→ GIVEN INSTRUCTION
Decide whether each statement agrees with the article on Alaska's governor race below, answering yes or no and quoting the deciding words: (a) Adam Crum has previously held elected office. (b) Mike Dunleavy is term-limited. (c) Crum's first post in the Dunleavy administration was commissioner of the Department of Health and Social Services.

The race for Alaska’s next governor grew to eight this week with the entrance of the state’s former commissioner of the Department of Health and Social Services, the Department of Health and the Department of Revenue.
Adam Crum, who has never held elected office but has held three different cabinet-level positions, is the latest in what has so far been an all-Republican crowd to replace the term-limited Republican Gov. Mike Dunleavy in 2026. Out of all the candidates, Crum is the most closely aligned with the current governor and is expected to have oil industry backing.
Crum and get it
Crum has been one of the few constants of the Dunleavy administration. He began as the commissioner of the Department of Health and Social Services, a role that was split into two different jobs midway through Dunleavy’s tenure with the creation of the Department of Health and the Department of Family and Community Services (not to be confused with the “Office of Family and Life” staffed by a guy who claimed “divorce is worse than rape”).

→ LISTED RECORDS

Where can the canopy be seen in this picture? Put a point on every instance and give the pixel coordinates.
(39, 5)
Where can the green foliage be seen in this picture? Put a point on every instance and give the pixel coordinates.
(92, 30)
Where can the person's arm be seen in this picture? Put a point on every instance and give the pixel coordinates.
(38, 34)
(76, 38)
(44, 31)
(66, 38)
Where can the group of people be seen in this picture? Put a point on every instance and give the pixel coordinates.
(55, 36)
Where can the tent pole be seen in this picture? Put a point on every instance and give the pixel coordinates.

→ ANSWER TO THE TASK
(a) No: "who has never held elected office"
(b) Yes: "the term-limited Republican Gov. Mike Dunleavy"
(c) Yes: "He began as the commissioner of the Department of Health and Social Services"